Input below:
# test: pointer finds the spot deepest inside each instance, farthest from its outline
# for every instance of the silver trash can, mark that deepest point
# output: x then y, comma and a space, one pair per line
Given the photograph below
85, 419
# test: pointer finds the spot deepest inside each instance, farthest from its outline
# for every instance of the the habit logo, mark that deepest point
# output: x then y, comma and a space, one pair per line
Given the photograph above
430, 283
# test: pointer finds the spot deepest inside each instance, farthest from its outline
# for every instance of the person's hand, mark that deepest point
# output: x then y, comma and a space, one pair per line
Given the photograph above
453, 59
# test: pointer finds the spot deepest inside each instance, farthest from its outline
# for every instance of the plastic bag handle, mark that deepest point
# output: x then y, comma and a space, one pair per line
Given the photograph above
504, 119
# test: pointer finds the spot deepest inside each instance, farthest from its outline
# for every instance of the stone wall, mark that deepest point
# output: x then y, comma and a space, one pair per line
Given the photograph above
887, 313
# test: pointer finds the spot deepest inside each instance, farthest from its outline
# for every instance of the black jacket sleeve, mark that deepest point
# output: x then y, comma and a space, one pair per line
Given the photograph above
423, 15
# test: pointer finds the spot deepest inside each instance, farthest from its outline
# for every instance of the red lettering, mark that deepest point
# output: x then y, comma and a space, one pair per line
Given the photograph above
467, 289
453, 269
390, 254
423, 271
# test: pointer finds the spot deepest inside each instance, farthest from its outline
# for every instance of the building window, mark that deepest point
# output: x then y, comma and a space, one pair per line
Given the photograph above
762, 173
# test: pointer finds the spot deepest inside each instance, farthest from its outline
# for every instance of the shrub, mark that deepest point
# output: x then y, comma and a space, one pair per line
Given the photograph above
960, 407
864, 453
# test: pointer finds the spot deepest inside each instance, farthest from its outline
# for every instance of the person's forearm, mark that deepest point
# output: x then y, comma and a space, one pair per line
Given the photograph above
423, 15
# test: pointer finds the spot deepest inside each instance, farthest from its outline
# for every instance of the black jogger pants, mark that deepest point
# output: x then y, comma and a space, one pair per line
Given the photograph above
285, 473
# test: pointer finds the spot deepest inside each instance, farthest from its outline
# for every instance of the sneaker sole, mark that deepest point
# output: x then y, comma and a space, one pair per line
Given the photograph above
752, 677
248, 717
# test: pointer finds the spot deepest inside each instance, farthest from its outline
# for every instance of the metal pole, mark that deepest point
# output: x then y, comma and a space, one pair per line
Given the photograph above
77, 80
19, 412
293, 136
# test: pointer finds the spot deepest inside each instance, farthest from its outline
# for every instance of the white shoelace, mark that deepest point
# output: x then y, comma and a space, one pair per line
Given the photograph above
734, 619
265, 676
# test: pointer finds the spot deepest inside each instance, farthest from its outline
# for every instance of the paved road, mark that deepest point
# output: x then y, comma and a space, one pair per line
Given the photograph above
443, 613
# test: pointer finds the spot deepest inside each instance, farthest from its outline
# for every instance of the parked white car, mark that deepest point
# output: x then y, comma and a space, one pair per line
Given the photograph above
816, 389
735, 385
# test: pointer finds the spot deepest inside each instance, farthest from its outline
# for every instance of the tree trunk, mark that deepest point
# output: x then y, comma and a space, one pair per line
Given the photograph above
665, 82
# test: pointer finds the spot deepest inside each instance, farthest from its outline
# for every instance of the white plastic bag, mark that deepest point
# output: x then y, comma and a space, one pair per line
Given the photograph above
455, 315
End of Input.
▶ [Description of the task] If the word "plastic" is on a line above, return that line.

▶ [The completed task]
# for every instance of the plastic bag handle, mark that deepest point
# for every instance of the white plastic bag, mark that deepest point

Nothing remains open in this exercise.